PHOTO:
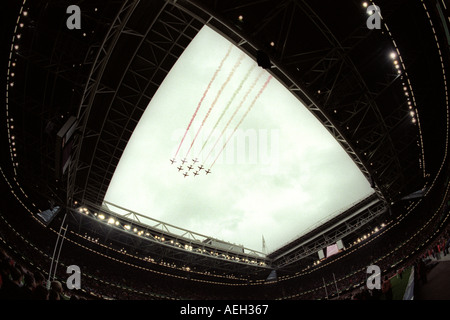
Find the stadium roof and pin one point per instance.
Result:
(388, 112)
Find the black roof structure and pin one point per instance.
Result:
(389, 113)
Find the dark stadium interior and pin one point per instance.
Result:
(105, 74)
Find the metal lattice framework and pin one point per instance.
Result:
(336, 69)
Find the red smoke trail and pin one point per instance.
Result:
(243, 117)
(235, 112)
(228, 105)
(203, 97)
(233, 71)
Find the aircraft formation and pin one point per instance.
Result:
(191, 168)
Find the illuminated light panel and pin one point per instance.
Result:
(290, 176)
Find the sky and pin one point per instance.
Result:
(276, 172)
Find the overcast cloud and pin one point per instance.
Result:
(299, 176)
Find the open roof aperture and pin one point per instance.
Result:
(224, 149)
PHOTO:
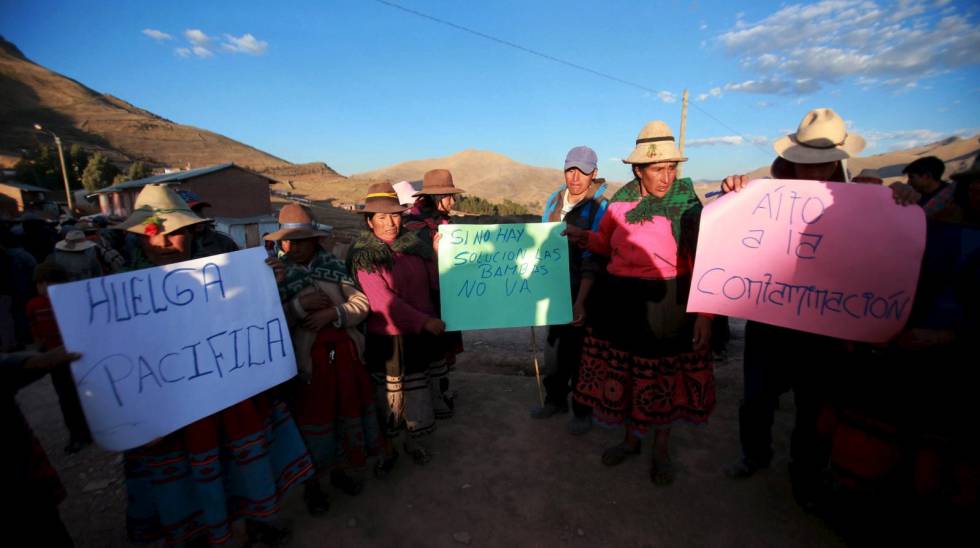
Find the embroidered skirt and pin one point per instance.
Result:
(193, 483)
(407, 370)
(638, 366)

▬▬▬▬▬▬▬▬▬▬

■ Exercise description
Repeat exactly the lines above, starting at the one that contains "Find the sky and pin one point per instance." and stopping at the last line of the entries, and leave out the pictures.

■ Completed task
Find the sky and pin one point per instance.
Result:
(276, 172)
Find the overcast cloud and pin one point per instance.
Result:
(299, 176)
Find the open roof aperture and pin one point per instance.
Result:
(224, 149)
PHOTO:
Find the embroidered skirt and pin one point per instance.
Result:
(193, 483)
(407, 370)
(638, 366)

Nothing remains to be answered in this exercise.